Segment Open
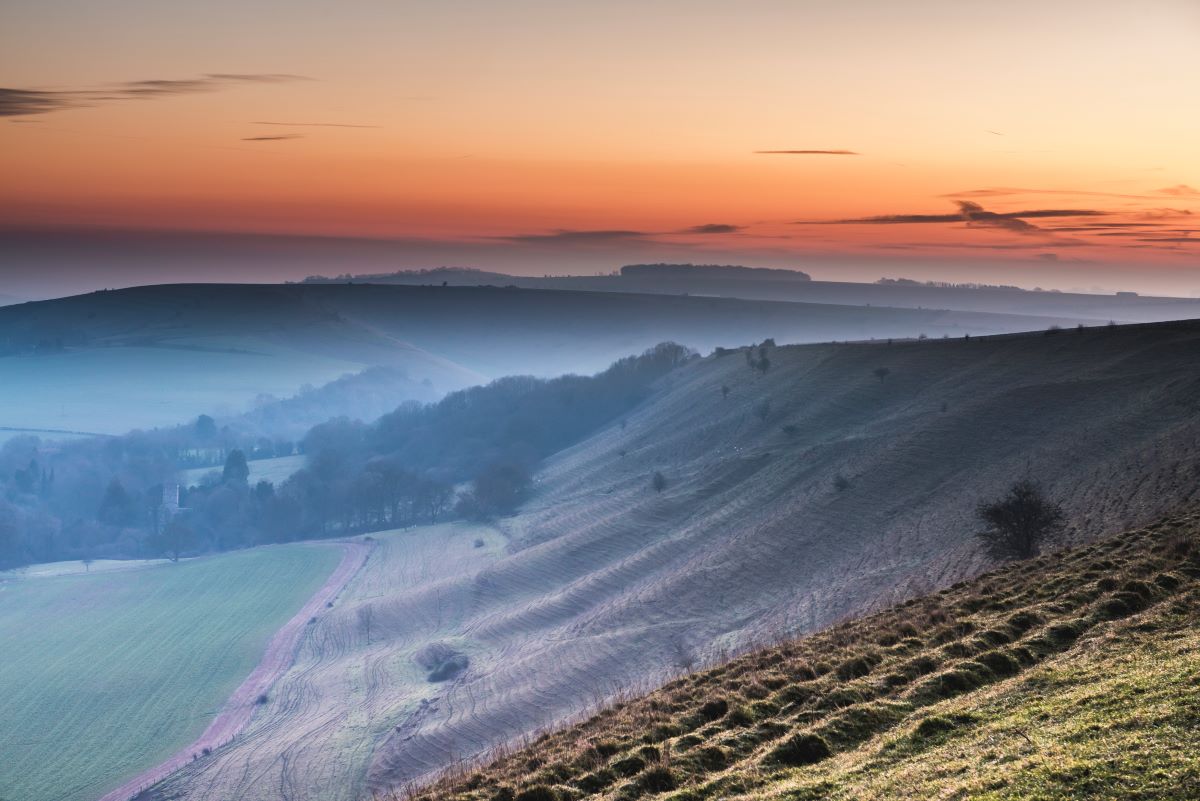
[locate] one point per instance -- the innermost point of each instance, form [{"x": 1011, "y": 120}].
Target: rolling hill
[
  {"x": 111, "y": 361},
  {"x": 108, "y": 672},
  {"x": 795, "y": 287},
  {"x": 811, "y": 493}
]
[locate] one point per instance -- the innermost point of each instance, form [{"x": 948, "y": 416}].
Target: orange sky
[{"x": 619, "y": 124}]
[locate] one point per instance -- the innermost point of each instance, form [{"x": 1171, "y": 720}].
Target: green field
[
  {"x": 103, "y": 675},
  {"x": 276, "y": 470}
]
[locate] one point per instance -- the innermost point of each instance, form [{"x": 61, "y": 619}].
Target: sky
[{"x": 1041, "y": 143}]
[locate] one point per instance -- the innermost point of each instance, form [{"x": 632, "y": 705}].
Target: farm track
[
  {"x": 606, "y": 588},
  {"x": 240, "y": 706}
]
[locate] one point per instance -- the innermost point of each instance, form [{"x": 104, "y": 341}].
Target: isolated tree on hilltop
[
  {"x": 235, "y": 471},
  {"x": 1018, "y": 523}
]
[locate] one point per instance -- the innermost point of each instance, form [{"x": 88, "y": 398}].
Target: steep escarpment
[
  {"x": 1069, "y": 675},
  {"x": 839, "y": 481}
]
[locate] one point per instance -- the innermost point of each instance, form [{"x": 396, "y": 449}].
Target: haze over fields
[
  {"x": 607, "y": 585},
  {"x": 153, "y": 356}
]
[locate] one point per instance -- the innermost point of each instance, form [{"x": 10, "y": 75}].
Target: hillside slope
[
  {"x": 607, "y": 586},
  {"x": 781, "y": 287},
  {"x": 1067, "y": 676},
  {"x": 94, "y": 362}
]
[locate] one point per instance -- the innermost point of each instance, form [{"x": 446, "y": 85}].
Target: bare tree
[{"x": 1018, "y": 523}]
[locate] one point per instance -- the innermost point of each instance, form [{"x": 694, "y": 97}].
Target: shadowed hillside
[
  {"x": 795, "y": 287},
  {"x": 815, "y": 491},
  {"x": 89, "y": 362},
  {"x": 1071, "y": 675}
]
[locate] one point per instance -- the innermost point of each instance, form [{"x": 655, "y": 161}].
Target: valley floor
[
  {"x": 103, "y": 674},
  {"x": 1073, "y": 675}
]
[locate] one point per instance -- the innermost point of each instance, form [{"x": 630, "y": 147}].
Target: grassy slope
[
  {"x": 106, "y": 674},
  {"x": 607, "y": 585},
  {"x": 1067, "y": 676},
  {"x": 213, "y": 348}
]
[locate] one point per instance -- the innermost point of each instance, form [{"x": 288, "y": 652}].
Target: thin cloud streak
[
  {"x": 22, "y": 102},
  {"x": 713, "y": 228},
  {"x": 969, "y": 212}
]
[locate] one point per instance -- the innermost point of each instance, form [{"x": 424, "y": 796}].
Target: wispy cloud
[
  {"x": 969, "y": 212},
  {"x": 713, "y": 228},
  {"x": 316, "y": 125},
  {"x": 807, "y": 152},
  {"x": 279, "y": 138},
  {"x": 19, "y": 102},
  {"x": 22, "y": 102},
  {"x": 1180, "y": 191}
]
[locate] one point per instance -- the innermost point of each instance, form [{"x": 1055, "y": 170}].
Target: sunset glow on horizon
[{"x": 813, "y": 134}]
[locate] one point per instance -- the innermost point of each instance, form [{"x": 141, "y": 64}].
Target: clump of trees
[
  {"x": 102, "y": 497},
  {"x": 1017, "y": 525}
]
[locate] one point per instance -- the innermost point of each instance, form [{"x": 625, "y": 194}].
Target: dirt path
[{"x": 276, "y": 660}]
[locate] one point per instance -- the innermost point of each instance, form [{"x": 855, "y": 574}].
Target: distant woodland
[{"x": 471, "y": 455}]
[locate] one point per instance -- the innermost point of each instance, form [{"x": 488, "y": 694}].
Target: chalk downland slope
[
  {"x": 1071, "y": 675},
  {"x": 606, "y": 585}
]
Segment Closed
**WHAT THE EXERCISE ASKS:** Write the listing out exactly, apart from its pictures.

**SOLVED PROBLEM:**
[locate] one point per instance -- the innermost point of each instance, form [{"x": 1011, "y": 120}].
Target: rolling hill
[
  {"x": 111, "y": 361},
  {"x": 108, "y": 672},
  {"x": 795, "y": 287},
  {"x": 811, "y": 493}
]
[locate] one point per instance -- the innermost point of each instance, form [{"x": 948, "y": 416}].
Target: orange sky
[{"x": 619, "y": 124}]
[locate] one point per instance -- the innermost point of each instance, form [{"x": 1171, "y": 720}].
Target: green field
[
  {"x": 103, "y": 675},
  {"x": 276, "y": 470}
]
[locate] one point per instance -- the innermost point of each instance, form [{"x": 61, "y": 619}].
Target: sky
[{"x": 1041, "y": 143}]
[locate] one point per instance -- the innermost point of each instance, form [{"x": 632, "y": 705}].
Target: farm track
[
  {"x": 606, "y": 588},
  {"x": 240, "y": 706}
]
[locate] one point per instance -- the innermost point of each instance, form [{"x": 104, "y": 341}].
Target: isolated tree on hilltop
[
  {"x": 235, "y": 471},
  {"x": 1018, "y": 523}
]
[locate] one point per instance -- the innermost point of each instance, form [{"x": 88, "y": 398}].
Target: steep escarpment
[
  {"x": 1069, "y": 675},
  {"x": 839, "y": 481}
]
[locate] one point per instance -- the innermost point of each instance, form [{"x": 396, "y": 449}].
Target: haze over fields
[
  {"x": 607, "y": 585},
  {"x": 153, "y": 356}
]
[locate] one point per instance -- the innermost point of each instance, form [{"x": 10, "y": 75}].
Target: hillside slope
[
  {"x": 607, "y": 586},
  {"x": 781, "y": 287},
  {"x": 1067, "y": 676},
  {"x": 94, "y": 362}
]
[locate] one point per instance -- the innermost point of each instance, form [{"x": 446, "y": 85}].
Target: bare tree
[{"x": 1018, "y": 523}]
[locate] one point per instance -- the innermost point of each instance, form [{"x": 694, "y": 97}].
Target: shadowed hillside
[
  {"x": 795, "y": 287},
  {"x": 815, "y": 491},
  {"x": 89, "y": 362},
  {"x": 1071, "y": 675}
]
[locate] one point per instance -- the innermost point of each instance, form [{"x": 655, "y": 161}].
Target: valley floor
[
  {"x": 103, "y": 674},
  {"x": 1073, "y": 675}
]
[locate] one point per instance -- the innermost point of each instance, form [{"x": 630, "y": 147}].
Target: grassy slope
[
  {"x": 106, "y": 674},
  {"x": 607, "y": 585},
  {"x": 1067, "y": 676},
  {"x": 213, "y": 348}
]
[locate] one point per instance -- the innermost point of each instance, form [{"x": 288, "y": 652}].
Target: thin cloud streak
[
  {"x": 22, "y": 102},
  {"x": 713, "y": 228},
  {"x": 969, "y": 212}
]
[locate] one point per instance -- the innermost point of each instance, form [{"x": 424, "y": 796}].
Target: wispy cloud
[
  {"x": 969, "y": 212},
  {"x": 713, "y": 228},
  {"x": 316, "y": 125},
  {"x": 807, "y": 152},
  {"x": 279, "y": 138},
  {"x": 19, "y": 102},
  {"x": 22, "y": 102},
  {"x": 1180, "y": 191}
]
[locate] one point per instance -- the innermost point of each instance, form [{"x": 1055, "y": 170}].
Target: sunset glow on horizon
[{"x": 813, "y": 134}]
[locate] one point per instance -- the innermost point of each instance, form [{"x": 141, "y": 64}].
Target: clump of trees
[
  {"x": 102, "y": 497},
  {"x": 1017, "y": 525}
]
[locate] one point per instance -- the innermost point of each instance, form [{"x": 625, "y": 194}].
Target: dirt path
[{"x": 276, "y": 660}]
[locate] one point per instance -- the innermost point of each instance, form [{"x": 855, "y": 574}].
Target: distant woodland
[{"x": 471, "y": 455}]
[locate] one point per instance -- the innermost point of each instance, form [{"x": 488, "y": 694}].
Target: chalk downland slope
[
  {"x": 1071, "y": 675},
  {"x": 606, "y": 585}
]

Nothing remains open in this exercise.